**HOW TO COMPLETE THIS TASK**
Extract every line of the material that holds the string "plank".

**EXERCISE INPUTS**
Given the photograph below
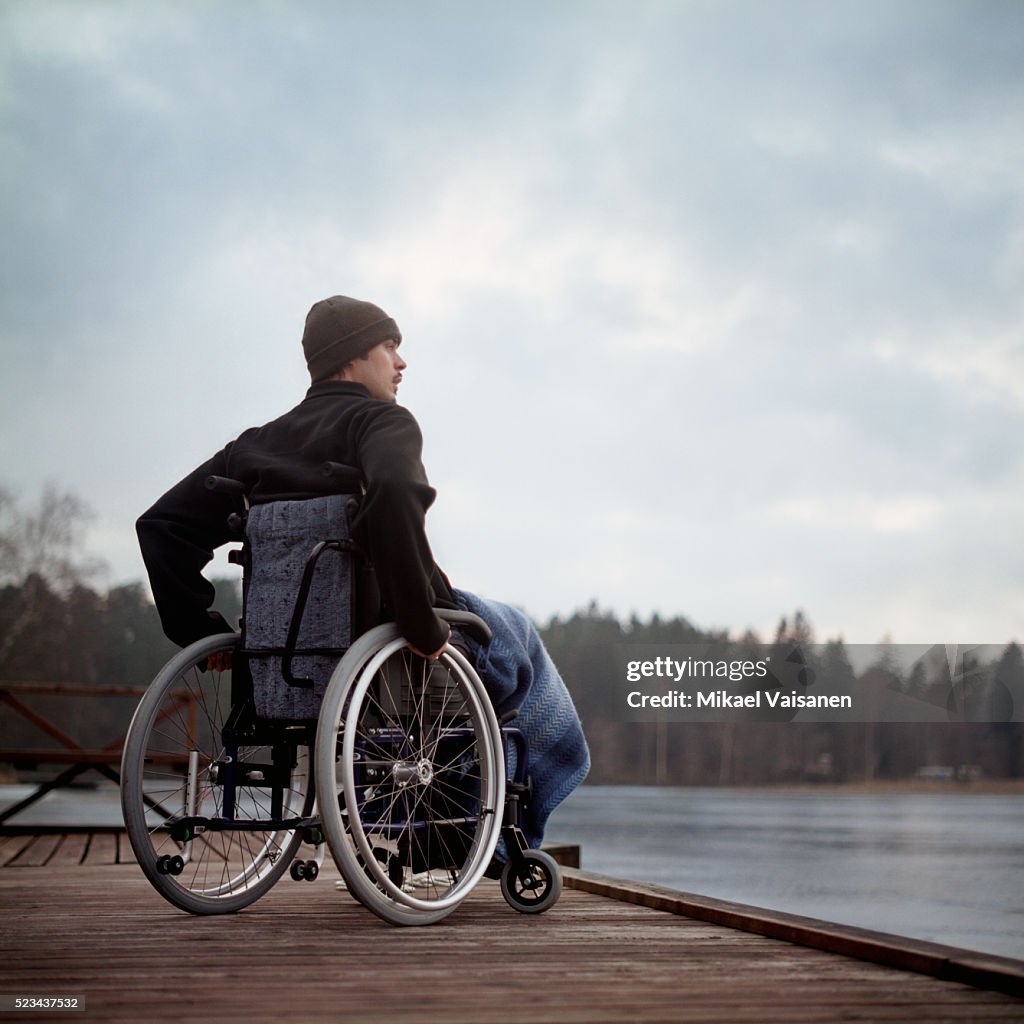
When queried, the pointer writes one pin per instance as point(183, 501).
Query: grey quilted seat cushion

...

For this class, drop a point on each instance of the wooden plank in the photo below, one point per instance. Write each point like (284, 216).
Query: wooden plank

==

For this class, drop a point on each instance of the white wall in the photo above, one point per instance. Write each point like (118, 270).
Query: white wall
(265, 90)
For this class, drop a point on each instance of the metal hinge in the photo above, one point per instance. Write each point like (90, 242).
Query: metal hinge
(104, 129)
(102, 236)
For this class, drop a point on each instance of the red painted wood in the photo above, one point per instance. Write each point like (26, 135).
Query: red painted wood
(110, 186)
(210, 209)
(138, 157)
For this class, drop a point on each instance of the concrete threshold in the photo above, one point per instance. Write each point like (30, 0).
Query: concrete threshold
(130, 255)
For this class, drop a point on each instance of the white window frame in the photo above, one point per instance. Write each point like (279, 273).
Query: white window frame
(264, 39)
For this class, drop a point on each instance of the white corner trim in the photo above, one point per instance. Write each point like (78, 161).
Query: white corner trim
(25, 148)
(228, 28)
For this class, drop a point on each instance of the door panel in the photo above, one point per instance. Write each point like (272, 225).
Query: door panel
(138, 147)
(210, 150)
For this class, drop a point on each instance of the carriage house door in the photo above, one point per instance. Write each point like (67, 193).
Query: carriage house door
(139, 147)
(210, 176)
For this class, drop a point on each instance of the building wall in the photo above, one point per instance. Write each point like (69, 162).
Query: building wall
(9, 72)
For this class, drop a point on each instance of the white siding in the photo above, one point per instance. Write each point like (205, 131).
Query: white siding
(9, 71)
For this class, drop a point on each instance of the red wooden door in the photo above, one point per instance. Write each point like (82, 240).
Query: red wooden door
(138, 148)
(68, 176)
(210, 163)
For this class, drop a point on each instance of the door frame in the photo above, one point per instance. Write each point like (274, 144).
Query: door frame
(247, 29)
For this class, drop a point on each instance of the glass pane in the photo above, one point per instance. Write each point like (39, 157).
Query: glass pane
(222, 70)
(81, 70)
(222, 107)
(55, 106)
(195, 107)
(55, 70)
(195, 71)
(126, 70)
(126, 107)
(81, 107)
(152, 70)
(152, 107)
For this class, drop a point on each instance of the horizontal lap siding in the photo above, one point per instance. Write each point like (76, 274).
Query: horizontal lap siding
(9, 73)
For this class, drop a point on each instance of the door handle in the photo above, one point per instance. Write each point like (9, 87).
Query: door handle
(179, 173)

**SOLUTION**
For this class, drop a point on each instance of the wooden plank in the photo below, one point per instance. Write each point like (284, 216).
Query: wooden plank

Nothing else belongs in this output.